WORK TO DO =>
Format every line of the data below as a numbered list, leaving out blank lines.

INPUT FOR THIS TASK =>
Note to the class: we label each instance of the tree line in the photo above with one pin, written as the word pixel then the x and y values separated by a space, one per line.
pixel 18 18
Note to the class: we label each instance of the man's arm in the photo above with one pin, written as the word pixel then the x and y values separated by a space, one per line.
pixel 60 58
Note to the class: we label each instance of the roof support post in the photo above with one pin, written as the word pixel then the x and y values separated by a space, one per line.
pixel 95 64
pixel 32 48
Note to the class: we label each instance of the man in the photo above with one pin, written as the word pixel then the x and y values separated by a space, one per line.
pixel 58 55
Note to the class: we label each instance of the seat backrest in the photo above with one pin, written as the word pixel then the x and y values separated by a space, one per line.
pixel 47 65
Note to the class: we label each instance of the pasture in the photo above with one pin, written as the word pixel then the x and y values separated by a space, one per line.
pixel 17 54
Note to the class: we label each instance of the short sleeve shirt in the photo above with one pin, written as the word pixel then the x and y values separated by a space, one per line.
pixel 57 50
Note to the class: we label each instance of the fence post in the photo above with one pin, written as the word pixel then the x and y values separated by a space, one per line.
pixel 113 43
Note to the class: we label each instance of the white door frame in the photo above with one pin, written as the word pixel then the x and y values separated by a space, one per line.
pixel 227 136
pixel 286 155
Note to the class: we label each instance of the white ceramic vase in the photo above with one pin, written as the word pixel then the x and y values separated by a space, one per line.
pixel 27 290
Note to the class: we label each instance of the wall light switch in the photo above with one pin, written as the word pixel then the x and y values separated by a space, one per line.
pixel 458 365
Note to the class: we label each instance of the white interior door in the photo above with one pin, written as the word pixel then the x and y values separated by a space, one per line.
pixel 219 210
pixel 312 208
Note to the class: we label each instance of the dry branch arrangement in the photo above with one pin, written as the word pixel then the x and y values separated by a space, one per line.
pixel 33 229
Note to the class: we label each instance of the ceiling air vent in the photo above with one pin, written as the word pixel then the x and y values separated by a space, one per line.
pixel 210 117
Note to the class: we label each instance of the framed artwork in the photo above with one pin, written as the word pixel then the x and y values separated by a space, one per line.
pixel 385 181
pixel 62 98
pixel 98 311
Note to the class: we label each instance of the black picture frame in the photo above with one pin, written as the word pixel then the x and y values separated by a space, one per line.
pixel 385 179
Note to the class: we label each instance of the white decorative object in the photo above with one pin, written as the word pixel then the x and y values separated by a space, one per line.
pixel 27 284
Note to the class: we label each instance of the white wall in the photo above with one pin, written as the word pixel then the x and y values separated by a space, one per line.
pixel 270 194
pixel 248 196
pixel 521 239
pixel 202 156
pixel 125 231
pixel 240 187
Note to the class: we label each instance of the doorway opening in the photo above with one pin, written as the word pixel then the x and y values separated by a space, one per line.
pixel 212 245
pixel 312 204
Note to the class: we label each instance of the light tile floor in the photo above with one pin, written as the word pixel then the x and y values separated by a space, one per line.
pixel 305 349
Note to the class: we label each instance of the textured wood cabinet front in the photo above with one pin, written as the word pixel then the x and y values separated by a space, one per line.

SOLUTION =>
1. Note to the class: we label each instance of the tree line in the photo above with one pin, written as the word pixel then the x and y values separated by a space, one per line.
2. pixel 18 18
3. Note to the class: we label each instance of the man's arm in the photo above with one pin, written as the word pixel then the x and y values separated by a space, one per line.
4. pixel 60 58
5. Note to the class: we label each instance of the roof support post in the photo above with one pin, written as the word pixel then the x and y values separated by a space, one per line.
6. pixel 95 64
7. pixel 32 48
8. Note to the class: we label each instance of the man in the photo above with one pin, written as the word pixel then the x and y values separated by a space, one per line.
9. pixel 58 55
10. Note to the class: we label each instance of the seat backrest in the photo above with one pin, written as the word pixel then the x and y values separated by a space, one per line.
11. pixel 47 65
12. Note to the class: we label each instance of the pasture in the photo above with one pin, written as the word pixel then the x and y values separated by a space, one per line.
13. pixel 17 54
14. Note to the class: we label each instance of the short sleeve shirt in the photo above with one pin, written as the word pixel then the x and y values separated by a space, one per line.
15. pixel 57 50
16. Note to the class: we label each instance of the fence post in the photo above with one pin, written as the word pixel then the x and y values separated by a space, one per line.
17. pixel 113 43
18. Note to the class: we label each instance of the white door frame in the photo above with one pin, written as the word pixel then the x and y values separated by a space, one per line.
19. pixel 227 136
20. pixel 286 155
21. Note to the class: we label each instance of the white ceramic vase in the photo above with one pin, written as the word pixel then the x and y values separated by a space, one per line.
22. pixel 27 290
23. Note to the class: we label each instance of the wall light switch in the photo above with one pin, written as the word pixel then the x and y values separated by a space, one per line.
24. pixel 458 365
25. Note to the class: we label each instance of the white interior door in the photo above with one pin, written as the word pixel then the x and y values separated by a space, one per line.
26. pixel 219 210
27. pixel 312 208
28. Note to the class: we label each instance of the dry branch arrangement in the photo above with one pin, written as the word pixel then the x and y values separated by a space, one per line.
29. pixel 33 229
30. Note to the class: we label each instance of the ceiling air vent in the photo above with one pin, written as the word pixel then the x and y values separated by a space, one per line.
31. pixel 210 117
32. Note to the class: we label each instance of the framed artwork in the photo above with one pin, written as the word pixel then the x and y values separated by a space, one per line.
33. pixel 385 181
34. pixel 62 98
35. pixel 98 311
36. Note to the class: we label each instance of the black picture frame in the photo above with one pin, written as the word pixel then the x and y values separated by a space, one per line.
37. pixel 385 179
38. Note to the class: we label each instance of the white decorative object in the photo above with one pin, written as the word pixel then the x and y values separated by a space, one per line.
39. pixel 27 284
40. Note to the class: we label each instance of the white wall in the photo above with one pin, written as the word pixel then the x and y values separated by a space, one per line.
41. pixel 270 194
42. pixel 248 196
43. pixel 521 239
44. pixel 202 156
45. pixel 125 231
46. pixel 240 187
47. Note to the class: we label each instance of the doorway opening in the photo above with one pin, written as the word pixel then the x and y values separated by a space, one per line.
48. pixel 212 245
49. pixel 312 204
50. Note to the class: we label each instance of the light tile floor in the photo above with one pin, written as the word pixel then the x and y values separated by a space, one per line.
51. pixel 305 349
52. Note to the class: we label each instance of the textured wood cabinet front in the photo above with one pin, written as the word pixel then the x and y values separated by a space, one per line.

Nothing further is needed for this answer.